-- Reading passage --

-- START --

Price had this to say about Kent, who was 49 years old at the time: "I this evening again visited the Chief Justice pursuant to invitation and was never more delightfully entertained - Old madeira and choice cigars ... He was perfectly free & easy & appeared desirous only to please us - He took the candle & travelled round his library . . . He is indeed Clapp a great man - The notes he has made in the Books in his library would of themselves you would suppose occupy a whole life ..."

Monday, November 16, 2009

A Most Curious Little Work ...

Because a major goal of our rare books program is to document the way Anglo-American lawyers learned and practiced law, we could not resist purchasing this strange little volume, which was published in London in 1815. I'll let the title speak for itself: Robert Shuttleworth, A Manual for the Assistance of Magistrates, in applying the forms sold by Coles and Galpin, containing blank precedents of such proceedings as are not sold amongst the separate Forms; with short references to the statutes, up to the present time; interspersed with remarks, to assist the Magistrate, Constable, and Parish-Officer.

How odd. This is a practical legal treatise sponsored and published by London stationers Coles & Galpin, as a guide to the use of their printed legal forms. These forms were sold separately; the preface gives information on how and where to purchase them. I have never seen a "proprietary" legal manual such as this one, and thought it would be an excellent and unusual addition to our strong collection of early legal practice materials. If anyone is aware of other examples of this phenomenon, I would appreciate hearing about them.

-- END --

-- Exercise prompt --
Extract the passage of the rare law books post starting with "How odd. This" and going on through "hearing about them.".

(Some records)
-- START --

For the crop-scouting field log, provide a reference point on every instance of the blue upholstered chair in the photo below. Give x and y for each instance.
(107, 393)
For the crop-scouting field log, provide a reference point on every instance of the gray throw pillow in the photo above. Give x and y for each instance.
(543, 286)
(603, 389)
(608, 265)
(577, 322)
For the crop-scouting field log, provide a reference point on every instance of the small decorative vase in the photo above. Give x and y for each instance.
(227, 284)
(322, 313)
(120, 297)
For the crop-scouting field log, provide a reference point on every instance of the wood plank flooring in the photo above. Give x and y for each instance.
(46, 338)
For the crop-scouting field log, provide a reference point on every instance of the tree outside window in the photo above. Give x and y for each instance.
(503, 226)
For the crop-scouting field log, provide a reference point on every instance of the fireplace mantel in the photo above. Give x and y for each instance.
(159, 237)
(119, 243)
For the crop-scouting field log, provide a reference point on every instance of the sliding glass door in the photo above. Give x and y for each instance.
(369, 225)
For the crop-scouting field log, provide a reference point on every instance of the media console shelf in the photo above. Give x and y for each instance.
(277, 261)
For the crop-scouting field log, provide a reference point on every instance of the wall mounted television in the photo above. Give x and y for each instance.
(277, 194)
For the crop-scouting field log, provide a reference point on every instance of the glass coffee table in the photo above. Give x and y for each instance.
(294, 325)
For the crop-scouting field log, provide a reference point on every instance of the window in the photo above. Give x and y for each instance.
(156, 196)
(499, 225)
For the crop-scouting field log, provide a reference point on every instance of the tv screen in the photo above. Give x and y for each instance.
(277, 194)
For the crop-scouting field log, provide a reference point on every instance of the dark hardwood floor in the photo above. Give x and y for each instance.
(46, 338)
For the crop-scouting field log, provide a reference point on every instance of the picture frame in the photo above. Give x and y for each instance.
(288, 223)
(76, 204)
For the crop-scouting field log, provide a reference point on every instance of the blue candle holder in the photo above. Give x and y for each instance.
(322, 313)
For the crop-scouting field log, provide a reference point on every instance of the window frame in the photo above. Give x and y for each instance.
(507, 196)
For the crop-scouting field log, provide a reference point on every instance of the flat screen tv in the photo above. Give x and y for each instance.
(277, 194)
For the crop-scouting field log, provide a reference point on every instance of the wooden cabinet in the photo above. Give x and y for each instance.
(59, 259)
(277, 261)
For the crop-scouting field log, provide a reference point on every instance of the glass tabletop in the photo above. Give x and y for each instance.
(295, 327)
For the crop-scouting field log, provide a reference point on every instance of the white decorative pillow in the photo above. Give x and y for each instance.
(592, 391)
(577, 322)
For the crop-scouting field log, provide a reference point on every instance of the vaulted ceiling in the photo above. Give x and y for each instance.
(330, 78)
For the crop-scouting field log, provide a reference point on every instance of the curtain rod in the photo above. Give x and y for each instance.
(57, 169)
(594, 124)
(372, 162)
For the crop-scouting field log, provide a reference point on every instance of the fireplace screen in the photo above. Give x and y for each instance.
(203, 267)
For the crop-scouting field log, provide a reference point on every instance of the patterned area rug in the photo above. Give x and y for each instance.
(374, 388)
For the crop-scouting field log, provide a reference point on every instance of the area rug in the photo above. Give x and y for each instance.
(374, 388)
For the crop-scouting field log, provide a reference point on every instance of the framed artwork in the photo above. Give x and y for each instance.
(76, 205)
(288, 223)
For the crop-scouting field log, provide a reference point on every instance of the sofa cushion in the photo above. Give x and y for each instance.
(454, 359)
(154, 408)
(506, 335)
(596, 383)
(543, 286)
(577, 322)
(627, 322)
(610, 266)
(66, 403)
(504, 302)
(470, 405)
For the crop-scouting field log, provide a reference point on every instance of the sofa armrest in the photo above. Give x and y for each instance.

-- END --

-- Response to this task --
How odd. This is a practical legal treatise sponsored and published by London stationers Coles & Galpin, as a guide to the use of their printed legal forms. These forms were sold separately; the preface gives information on how and where to purchase them. I have never seen a "proprietary" legal manual such as this one, and thought it would be an excellent and unusual addition to our strong collection of early legal practice materials. If anyone is aware of other examples of this phenomenon, I would appreciate hearing about them.